27.02.2012, poniedziałek

Warczące Szprychy wspierają uczestnika wyścigu dookoła świata!

Pochodzący z Irlandii Simon Hutchinson od tygodnia bierze udział w rowerowym wyścigu dookoła świata, przemierzając dziennie średnio ponad 200 km - z sakwami zawierającymi między innymi sprzęt biwakowy! Ostatnio borykał się z lawinowo pękającymi szprychami w tylnym kole oraz problemami z nawigacją satelitarną. Ponieważ zbliżał się do Krakowa zawiadomiła nas o tym jego mieszkająca w Anglii, polska przyjaciółka, pisząc maila na warczący adres kontaktowy. Oczywiście nie mogliśmy odmówić pomocy :)
Nasz "rzecznik prasowy" odwiedził Simona w hotelu w niedzielę wieczorem, udzielił wskazówek nawigacyjnych na dalszą część przejazdu przez Polskę (do granicy z Ukrainą), wskazał najlepszego znanego nam specjalistę od kół w mieście i napisał "list polecający", z którym irlandzki śmiałek udał się następnego ranka we właściwe miejsce. Dodatkowo upewniliśmy się telefonicznie, że wszystko idzie w porządku.
Serdecznie dziękujemy Jarkowi z Cyclo-Centrum za sprawne przeplecenie koła w trwalszy niż wcześniej sposób - dzięki temu Simon już 2 godziny po otwarciu serwisu wrócił na trasę mając do dyspozycji w pełni sprawny rower!
Dalsze poczynania bohatera tej historii (aktualne położenie z 15-min opóźnieniem) można śledzić na stronie: http://www.trackleaders.com/worldcycleracei.php?name=Simon_Hutchinson
Trzymamy kciuki za powodzenie kolejnych etapów tej niezwykłej wyprawy. Ride Simon, Ride!


Tagi:

Irlandia dookoła świata wyścig

Autor:

Sara sara
Michał Sarapata

Komentarze:

aga
Agnieszka
09:21 28.02.2012
Łaaaał, ale masz Sara teraz znajomości! :D To bardzo chwalebny epizod w historii Warczących :):):)
azari
Piotr Idzi
10:44 28.02.2012
No jak Jarek zaplótł koło, to już cały świat objedzie ;)

### [WYKAZ DANYCH]
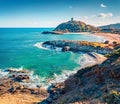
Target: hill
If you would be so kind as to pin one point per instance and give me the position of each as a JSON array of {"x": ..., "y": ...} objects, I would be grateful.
[
  {"x": 75, "y": 26},
  {"x": 114, "y": 26}
]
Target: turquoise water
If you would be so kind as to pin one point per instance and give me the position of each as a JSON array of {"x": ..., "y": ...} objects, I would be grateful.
[{"x": 17, "y": 50}]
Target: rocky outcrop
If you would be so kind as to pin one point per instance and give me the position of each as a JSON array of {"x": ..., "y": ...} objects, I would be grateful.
[
  {"x": 79, "y": 46},
  {"x": 52, "y": 32},
  {"x": 98, "y": 84},
  {"x": 72, "y": 26}
]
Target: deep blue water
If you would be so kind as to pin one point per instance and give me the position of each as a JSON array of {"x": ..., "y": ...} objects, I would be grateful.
[{"x": 17, "y": 50}]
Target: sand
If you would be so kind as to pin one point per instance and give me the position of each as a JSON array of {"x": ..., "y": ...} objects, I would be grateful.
[{"x": 110, "y": 37}]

### [POLECENIA]
(1) Dlaczego według tekstu przyjaciółka Simona zawiadomiła Warczące Szprychy o jego kłopotach? Odpowiedz w jednym do trzech zdań.
(2) Przepisz z tekstu fragment, który zaczyna się od słów "Warczące Szprychy wspierają", a kończy na słowach "odmówić pomocy :)".
Wykaz nie ma żadnego związku z tekstem.

### [ODPOWIEDZI]
(1) Zawiadomiła ich, ponieważ Simon zbliżał się do Krakowa. Chodziło o lawinowo pękające szprychy w tylnym kole oraz problemy z nawigacją satelitarną.

(2)
Warczące Szprychy wspierają uczestnika wyścigu dookoła świata!

Pochodzący z Irlandii Simon Hutchinson od tygodnia bierze udział w rowerowym wyścigu dookoła świata, przemierzając dziennie średnio ponad 200 km - z sakwami zawierającymi między innymi sprzęt biwakowy! Ostatnio borykał się z lawinowo pękającymi szprychami w tylnym kole oraz problemami z nawigacją satelitarną. Ponieważ zbliżał się do Krakowa zawiadomiła nas o tym jego mieszkająca w Anglii, polska przyjaciółka, pisząc maila na warczący adres kontaktowy. Oczywiście nie mogliśmy odmówić pomocy :)